### [Ziele]
A. Worauf führt frankie36 im Textauszug das Ruckeln bei maximalen Einstellungen zurück, und was passiert, wenn er umstellt? Antworte in ein bis drei Sätzen.
B. Stimmen die folgenden Aussagen mit dem Textauszug überein? Beantworte jede mit Ja oder Nein und zitiere die entscheidenden Worte wörtlich.
(i) frankie36 betreibt zwei GTX 470 im SLI.
(ii) Firefighter45 hatte mit seiner GTX 460 auf maximalen Einstellungen Ruckler.
(iii) paskal18 hat nach eigener Aussage veraltete Treiber.

### [Textauszug]
━━━━━━━━━━━━━━━━━━━━━━━━━━━━━━

AMD X6 1080 Black edition ~ 3,2 ghz
G.Skill 1333mhz 10 gb
Windows 7 Ultimate
Geforce gtx 580


----------



## frankie36 (30. April 2011)

Bei mir rotieren 2 gtx 470 im SLI ,selbst da ruckelt es auf max settings aber bei mir liegts am DX10 Modus 
wenn ich denn auf DX9 stelle läuft es butterweich aber warum das so ist kann ich mir auch kein Reim drauf machen.

mfg


----------



## Firefighter45 (30. April 2011)

Ich hab alles auf max. und da ruckelt nix, auch mit meiner „alten“ GTX 460 hatte ich alles auf max. und kein ruckeln.

Hast du deine Treiber immer aktuell?


----------



## paskal18 (30. April 2011)

jaaa alles aktuell 

woran könnte das den noch liegen ?

ich mein ich zocke di erest der spiele auf max !

━━━━━━━━━━━━━━━━━━━━━━━━━━━━━━

### [Bereitgestellte Angaben]
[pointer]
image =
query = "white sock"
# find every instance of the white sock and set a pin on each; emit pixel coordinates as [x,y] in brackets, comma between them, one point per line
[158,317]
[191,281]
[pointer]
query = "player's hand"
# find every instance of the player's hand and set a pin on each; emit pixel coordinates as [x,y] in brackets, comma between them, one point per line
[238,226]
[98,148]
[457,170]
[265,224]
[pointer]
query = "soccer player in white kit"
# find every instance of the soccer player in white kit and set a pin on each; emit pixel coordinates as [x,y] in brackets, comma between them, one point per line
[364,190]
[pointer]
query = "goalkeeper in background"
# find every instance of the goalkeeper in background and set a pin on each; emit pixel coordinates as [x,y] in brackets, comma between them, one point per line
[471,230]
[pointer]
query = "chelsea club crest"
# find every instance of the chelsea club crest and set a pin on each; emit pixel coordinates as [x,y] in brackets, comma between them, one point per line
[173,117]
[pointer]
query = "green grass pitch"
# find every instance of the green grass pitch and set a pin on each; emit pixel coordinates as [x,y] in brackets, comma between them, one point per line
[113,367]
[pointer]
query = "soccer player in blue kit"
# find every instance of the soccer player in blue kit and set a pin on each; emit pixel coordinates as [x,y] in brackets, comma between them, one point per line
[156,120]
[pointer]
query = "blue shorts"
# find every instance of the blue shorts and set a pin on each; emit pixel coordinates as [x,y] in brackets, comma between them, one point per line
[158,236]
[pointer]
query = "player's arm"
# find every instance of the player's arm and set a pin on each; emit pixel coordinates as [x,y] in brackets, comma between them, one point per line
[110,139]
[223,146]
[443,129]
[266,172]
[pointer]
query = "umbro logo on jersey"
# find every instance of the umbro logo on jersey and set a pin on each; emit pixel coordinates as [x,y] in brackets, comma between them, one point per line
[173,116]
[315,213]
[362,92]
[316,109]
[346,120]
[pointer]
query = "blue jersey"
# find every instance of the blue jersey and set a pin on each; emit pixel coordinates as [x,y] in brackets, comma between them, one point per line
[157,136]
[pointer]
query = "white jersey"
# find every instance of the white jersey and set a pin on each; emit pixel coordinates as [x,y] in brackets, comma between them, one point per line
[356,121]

━━━━━━━━━━━━━━━━━━━━━━━━━━━━━━

### [Lösungen]
A. Er führt das Ruckeln auf den DX10-Modus zurück. Stellt er auf DX9 um, läuft es butterweich.

B.
(i) Ja: „Bei mir rotieren 2 gtx 470 im SLI“
(ii) Nein: „auch mit meiner „alten“ GTX 460 hatte ich alles auf max. und kein ruckeln“
(iii) Nein: „jaaa alles aktuell“